Copy every one of the rows below verbatim, changing nothing.

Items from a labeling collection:
====================
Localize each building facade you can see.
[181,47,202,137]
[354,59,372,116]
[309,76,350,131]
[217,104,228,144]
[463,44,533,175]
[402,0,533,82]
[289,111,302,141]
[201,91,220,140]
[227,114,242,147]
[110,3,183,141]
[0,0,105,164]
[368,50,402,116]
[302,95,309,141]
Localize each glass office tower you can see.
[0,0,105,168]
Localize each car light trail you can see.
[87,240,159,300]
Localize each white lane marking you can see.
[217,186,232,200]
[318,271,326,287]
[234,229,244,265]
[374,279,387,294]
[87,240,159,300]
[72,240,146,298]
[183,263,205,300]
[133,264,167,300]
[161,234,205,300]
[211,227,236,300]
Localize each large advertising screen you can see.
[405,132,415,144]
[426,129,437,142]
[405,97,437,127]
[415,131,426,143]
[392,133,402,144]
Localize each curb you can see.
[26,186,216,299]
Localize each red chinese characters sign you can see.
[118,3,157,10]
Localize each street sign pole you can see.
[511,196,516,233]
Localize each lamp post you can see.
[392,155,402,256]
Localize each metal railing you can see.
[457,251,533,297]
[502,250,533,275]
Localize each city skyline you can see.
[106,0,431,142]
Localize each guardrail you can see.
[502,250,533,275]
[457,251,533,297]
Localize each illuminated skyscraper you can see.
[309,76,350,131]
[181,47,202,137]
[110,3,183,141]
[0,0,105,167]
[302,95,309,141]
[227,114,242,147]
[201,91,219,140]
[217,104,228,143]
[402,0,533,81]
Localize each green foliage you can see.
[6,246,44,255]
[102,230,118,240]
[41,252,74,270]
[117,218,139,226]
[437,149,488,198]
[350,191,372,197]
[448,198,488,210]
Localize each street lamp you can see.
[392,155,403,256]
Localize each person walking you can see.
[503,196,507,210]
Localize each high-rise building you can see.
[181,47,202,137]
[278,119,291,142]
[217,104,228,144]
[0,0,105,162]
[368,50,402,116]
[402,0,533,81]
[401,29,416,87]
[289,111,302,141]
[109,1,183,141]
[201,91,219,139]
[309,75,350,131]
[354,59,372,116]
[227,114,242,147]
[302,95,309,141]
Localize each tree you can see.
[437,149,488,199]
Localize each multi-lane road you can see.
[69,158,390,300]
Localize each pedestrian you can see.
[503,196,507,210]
====================
TASK SOLUTION:
Localize each building facade you can see.
[181,47,202,137]
[354,59,372,116]
[309,76,350,131]
[217,104,228,144]
[463,44,533,175]
[402,0,533,82]
[289,111,302,141]
[201,91,220,140]
[227,114,242,147]
[110,3,183,141]
[0,0,105,164]
[368,50,402,116]
[302,95,309,141]
Localize each glass office tower you can see.
[0,0,105,168]
Localize each car light trail you can see.
[87,240,159,300]
Localize each white lane marking you can see.
[217,186,232,200]
[318,271,326,287]
[234,229,244,265]
[374,279,387,294]
[87,240,159,300]
[72,240,146,298]
[183,263,205,300]
[133,264,167,300]
[161,234,205,300]
[211,227,236,300]
Localize each large advertising screen you can see.
[405,132,415,144]
[426,129,437,142]
[405,97,437,127]
[415,131,426,143]
[392,133,402,144]
Localize each curb you can see.
[26,186,216,299]
Localize each red chinese characters sign you can see.
[118,3,157,10]
Localize each street sign pole you can see.
[511,196,516,233]
Localize each lamp post you can see.
[392,155,402,256]
Localize each metal railing you can see.
[457,251,533,297]
[502,250,533,275]
Localize each city skyline you can see.
[106,0,431,142]
Localize each guardrail you can see.
[502,250,533,275]
[457,251,533,297]
Localize each illuminated skyscraper you can see.
[309,76,350,131]
[181,47,202,137]
[110,3,183,141]
[0,0,105,167]
[302,95,309,141]
[227,114,242,147]
[201,91,219,140]
[217,104,228,143]
[402,0,533,81]
Localize each green foliage you can see.
[6,246,44,255]
[102,230,118,240]
[41,252,74,270]
[117,218,139,226]
[437,149,488,198]
[350,191,372,197]
[448,198,488,210]
Localize each street lamp you can see.
[392,155,403,256]
Localize each person walking you can see.
[503,196,507,210]
Localize each high-rise building you can see.
[181,47,202,137]
[278,119,291,142]
[217,104,228,144]
[0,0,105,162]
[368,50,402,116]
[402,0,533,81]
[401,29,416,87]
[289,111,302,141]
[109,1,183,141]
[201,91,219,139]
[309,75,350,131]
[354,59,372,116]
[227,114,242,147]
[302,95,309,141]
Localize each tree you can see.
[437,149,488,199]
Localize each multi-lane road you can see.
[69,158,390,300]
Localize each pedestrian you can see.
[503,196,507,210]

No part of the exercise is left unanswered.